◆ **SET TASKS**
A) Print the passage of the SageMaker batch transform thread from "Reputation: 560" up to and including "the .out file.".
B) In the SageMaker batch transform thread, what does Batch Transform do with the data in the .out file?
C) Go on with the SageMaker batch transform thread from where it stops.

══ EXTRACT TO READ ══

Reputation: 560
I have a Glue job that outputs a .out file into S3. The format of this file is fine for training a TensorFlow model on SageMaker (using script mode), but I am struggling to parse this data when running a batch transform.
I'm using the input_handler and output_handler functions as per the preferred inference.py scripting approach that is recommended, but I'm not exactly sure if I should treat the .out file as application/json, or text/csv, or something else entirely.
Example of the inference.py file: https://github.com/awslabs/amazon-sagemaker-examples/blob/master/sagemaker_batch_transform/tensorflow_cifar-10_with_inference_script/code/inference.py
Upvotes: 0
Views: 684
Reputation: 558
What the input_handler should do depends on the data format of the .out file.
Batch Transform takes the data in that .out file, puts it into the request payload of an HTTP request, and sends that request to the input_handler
. For example, if your .out file is line-separated JSON, your input_handler should read the data from the request just like it would read the same data from a file.

═══
══ ENTRIES PROVIDED ══

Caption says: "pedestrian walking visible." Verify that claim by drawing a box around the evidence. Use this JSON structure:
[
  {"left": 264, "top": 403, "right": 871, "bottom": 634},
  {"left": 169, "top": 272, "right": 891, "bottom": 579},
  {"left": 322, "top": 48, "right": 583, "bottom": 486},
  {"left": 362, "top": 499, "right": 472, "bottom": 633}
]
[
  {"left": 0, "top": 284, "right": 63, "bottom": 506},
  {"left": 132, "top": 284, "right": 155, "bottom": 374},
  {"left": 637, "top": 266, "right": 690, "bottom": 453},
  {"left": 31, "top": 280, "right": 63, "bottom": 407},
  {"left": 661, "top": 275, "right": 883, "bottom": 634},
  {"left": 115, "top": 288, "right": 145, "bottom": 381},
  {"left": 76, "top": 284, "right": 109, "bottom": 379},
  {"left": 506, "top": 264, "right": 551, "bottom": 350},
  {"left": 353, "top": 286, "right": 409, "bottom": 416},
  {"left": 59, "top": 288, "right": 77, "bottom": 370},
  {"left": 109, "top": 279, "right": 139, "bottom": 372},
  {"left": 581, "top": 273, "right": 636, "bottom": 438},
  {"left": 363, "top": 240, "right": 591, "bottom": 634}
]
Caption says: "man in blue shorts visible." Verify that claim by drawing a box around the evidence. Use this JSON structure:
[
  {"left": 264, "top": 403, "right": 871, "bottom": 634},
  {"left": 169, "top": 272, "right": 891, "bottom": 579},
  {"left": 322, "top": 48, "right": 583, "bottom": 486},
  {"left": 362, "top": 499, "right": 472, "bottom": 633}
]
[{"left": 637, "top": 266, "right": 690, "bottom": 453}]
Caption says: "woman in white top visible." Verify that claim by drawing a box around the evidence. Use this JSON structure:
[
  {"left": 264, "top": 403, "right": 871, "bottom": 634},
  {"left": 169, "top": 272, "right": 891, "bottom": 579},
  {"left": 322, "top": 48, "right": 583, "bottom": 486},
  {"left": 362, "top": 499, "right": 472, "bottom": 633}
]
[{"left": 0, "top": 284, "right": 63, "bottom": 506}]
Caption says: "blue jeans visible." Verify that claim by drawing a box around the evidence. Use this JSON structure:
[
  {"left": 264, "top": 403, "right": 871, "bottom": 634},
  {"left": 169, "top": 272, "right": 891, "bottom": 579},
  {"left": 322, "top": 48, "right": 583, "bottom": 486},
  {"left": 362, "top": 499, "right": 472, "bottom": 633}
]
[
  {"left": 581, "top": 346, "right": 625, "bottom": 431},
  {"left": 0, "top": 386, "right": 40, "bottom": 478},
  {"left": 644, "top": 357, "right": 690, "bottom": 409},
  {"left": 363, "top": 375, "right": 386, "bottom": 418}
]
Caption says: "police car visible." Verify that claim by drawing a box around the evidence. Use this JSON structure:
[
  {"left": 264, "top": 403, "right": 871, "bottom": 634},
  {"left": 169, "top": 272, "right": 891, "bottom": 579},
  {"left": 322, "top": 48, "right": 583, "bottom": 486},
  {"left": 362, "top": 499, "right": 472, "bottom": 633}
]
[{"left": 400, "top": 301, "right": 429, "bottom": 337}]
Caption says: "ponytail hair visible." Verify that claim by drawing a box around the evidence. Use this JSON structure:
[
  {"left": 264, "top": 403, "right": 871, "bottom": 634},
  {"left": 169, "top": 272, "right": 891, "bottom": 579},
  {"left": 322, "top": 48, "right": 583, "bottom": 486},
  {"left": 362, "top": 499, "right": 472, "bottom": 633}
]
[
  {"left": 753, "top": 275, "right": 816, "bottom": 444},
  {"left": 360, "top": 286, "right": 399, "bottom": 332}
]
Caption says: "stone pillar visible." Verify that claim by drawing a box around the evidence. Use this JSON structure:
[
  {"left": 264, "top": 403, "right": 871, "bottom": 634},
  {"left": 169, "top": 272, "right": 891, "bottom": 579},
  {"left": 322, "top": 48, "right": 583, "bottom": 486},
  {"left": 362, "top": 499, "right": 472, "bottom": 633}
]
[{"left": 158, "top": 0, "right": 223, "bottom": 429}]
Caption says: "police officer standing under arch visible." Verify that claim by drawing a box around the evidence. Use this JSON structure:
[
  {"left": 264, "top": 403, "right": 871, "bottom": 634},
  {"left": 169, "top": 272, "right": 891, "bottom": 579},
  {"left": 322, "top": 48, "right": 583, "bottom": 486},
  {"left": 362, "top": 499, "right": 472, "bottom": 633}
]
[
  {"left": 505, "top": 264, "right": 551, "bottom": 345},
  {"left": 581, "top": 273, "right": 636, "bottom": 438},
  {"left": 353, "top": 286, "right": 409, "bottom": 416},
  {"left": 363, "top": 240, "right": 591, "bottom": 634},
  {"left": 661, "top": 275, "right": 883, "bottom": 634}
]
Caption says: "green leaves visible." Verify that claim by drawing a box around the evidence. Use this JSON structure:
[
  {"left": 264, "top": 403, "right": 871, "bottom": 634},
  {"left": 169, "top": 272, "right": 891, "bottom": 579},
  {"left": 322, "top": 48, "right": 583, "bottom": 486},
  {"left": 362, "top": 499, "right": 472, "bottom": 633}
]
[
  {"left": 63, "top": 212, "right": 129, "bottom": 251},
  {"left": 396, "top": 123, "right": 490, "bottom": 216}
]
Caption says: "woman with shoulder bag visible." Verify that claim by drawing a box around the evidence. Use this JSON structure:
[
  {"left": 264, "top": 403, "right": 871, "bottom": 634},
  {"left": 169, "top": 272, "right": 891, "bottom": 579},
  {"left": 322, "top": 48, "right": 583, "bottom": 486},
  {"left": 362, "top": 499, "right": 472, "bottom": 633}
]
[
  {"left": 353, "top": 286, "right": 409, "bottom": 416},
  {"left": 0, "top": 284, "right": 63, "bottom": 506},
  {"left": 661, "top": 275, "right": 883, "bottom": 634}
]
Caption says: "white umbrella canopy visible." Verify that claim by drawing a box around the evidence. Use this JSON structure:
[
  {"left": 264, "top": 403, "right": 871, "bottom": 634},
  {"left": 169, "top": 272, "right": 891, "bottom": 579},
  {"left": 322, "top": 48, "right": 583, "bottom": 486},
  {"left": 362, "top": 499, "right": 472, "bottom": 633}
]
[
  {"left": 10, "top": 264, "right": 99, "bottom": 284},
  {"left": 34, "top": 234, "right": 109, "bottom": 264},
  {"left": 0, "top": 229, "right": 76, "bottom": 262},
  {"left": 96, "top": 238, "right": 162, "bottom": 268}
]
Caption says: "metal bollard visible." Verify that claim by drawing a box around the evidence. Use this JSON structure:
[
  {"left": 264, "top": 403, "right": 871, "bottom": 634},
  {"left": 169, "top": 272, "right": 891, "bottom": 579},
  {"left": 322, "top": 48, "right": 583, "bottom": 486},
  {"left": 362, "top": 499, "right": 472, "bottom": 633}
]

═══

◆ **RESULTS FOR THE EXERCISE**
A)
Reputation: 560
I have a Glue job that outputs a .out file into S3. The format of this file is fine for training a TensorFlow model on SageMaker (using script mode), but I am struggling to parse this data when running a batch transform.
I'm using the input_handler and output_handler functions as per the preferred inference.py scripting approach that is recommended, but I'm not exactly sure if I should treat the .out file as application/json, or text/csv, or something else entirely.
Example of the inference.py file: https://github.com/awslabs/amazon-sagemaker-examples/blob/master/sagemaker_batch_transform/tensorflow_cifar-10_with_inference_script/code/inference.py
Upvotes: 0
Views: 684
Reputation: 558
What the input_handler should do depends on the data format of the .out file.

B) It puts the data into the request payload of an HTTP request and sends that request to the input_handler.

C)
Batch can also split the data by certain characters and send chunks or individual records to the model server, in which case your input_handler would handle those individual chunks or records.
If you know the data format of your .out format, you can leave out the content type from the handler. The content type a string that Batch Transform adds to requests to let the model server switch what it does based on the data format, but the meaning of that string (whether it's "application/json" or "application/foo") doesn't change the behavior of Batch or the model server.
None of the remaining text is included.